Task statement:
Write out each of the following items word for word, keeping every line as it stands.

Material supplied:
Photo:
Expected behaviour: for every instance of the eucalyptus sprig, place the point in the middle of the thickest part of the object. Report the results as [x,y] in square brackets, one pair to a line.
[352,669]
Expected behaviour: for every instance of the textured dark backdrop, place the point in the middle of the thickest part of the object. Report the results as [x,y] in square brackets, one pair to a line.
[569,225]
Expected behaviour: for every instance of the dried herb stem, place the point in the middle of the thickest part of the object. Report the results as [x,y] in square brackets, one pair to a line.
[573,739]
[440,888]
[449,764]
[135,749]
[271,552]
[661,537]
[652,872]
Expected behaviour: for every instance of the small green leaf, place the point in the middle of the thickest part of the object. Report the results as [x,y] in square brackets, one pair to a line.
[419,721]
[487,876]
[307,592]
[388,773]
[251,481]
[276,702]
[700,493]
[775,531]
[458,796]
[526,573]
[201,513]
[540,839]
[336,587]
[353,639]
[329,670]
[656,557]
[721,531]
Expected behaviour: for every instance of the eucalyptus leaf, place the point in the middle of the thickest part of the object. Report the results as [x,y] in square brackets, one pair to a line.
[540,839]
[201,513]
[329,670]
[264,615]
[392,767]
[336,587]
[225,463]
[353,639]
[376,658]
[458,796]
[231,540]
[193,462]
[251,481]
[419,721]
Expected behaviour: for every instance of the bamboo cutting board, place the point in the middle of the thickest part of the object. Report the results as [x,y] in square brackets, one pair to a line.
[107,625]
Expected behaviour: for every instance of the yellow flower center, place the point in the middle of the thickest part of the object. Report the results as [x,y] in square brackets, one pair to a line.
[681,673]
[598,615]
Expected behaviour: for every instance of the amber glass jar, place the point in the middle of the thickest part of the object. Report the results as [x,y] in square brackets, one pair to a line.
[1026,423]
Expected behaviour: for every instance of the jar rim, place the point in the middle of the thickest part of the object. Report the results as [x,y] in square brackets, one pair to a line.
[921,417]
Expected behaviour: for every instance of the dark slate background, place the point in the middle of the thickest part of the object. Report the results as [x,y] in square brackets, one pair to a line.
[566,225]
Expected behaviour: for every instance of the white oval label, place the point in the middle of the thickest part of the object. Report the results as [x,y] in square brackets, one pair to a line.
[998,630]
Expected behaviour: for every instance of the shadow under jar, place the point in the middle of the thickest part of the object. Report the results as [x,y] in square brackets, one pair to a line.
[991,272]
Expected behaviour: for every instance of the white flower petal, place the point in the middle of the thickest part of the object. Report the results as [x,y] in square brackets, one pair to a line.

Exercise response:
Photo:
Expected behaviour: for every instance of the eucalyptus sprig, place the point in the middle of the thickest part of the object. Report the results as [x,y] in square brackets, one pair to a line.
[352,669]
Expected behaviour: for every instance of the textured dark backdrop, place the point in the middle of the thickest part of the object. Report the results as [x,y] in square brackets, one pair to a line.
[569,225]
Expected behaviour: for every instance of the dried herb stem, place the point in the middle of the thickest part of the object. Report the results as [x,y] in square brackets, one pair to a line.
[573,739]
[440,888]
[449,764]
[135,749]
[271,552]
[661,537]
[652,872]
Expected behaviour: for every instance of the small green leaf, place the point in the middle of the thickest part of the object. Report the results as [x,y] in square brackets, one pair to a line.
[419,721]
[487,876]
[307,592]
[388,773]
[251,481]
[276,702]
[700,493]
[775,531]
[458,796]
[526,573]
[201,513]
[540,839]
[336,587]
[353,639]
[329,670]
[656,557]
[721,531]
Expected behaviour: for every instance of the eucalyptus leaf, place the point in the middle of the thickest part of the object. Report the results as [x,y] in square brackets, one pair to a line.
[540,839]
[201,513]
[329,670]
[264,615]
[392,767]
[336,587]
[225,463]
[353,639]
[376,658]
[458,796]
[231,540]
[193,462]
[251,481]
[419,721]
Expected behaviour: for every instance of the bamboo cutting board, place the point in the middle of the thickest part of the object. Report the results as [x,y] in square brackets, one pair to a line.
[107,625]
Expected behaviour: for every instance of the yellow flower center, place the point in the middle of the thickest part of the object. Report the results as [x,y] in square brackets, one pair to a line.
[681,673]
[598,615]
Expected behaviour: for every instance of the amber glass jar, place the point in the middle of the thickest part of the object. Report the results as [x,y] in square brackets, one pair to a line.
[1026,423]
Expected behaviour: for every instance of the jar rim, place the point in the middle of the thickest part of the object. Report the results as [x,y] in square brackets, one pair to a line.
[921,417]
Expected behaviour: for every instance of the dark slate background, place the point in the middle of the thickest part of the object. Report the results as [x,y] in square brackets, one pair to a line.
[566,225]
Expected behaviour: for every instance of the white oval label, place the point in the middle of the thickest part of the object. Report the results as [x,y] in square brackets, one pair to a line.
[998,630]
Expected behaviour: for every instance of the shadow under jar, place the point in the middle of the thickest part of the object. Report the results as [x,y] in square brackets, one pair to a line.
[991,272]
Expected behaviour: for every instance of the white flower petal, place the point in the middle of the thickest part of the object. Report the results as [x,y] in square brackets, one pair to a line.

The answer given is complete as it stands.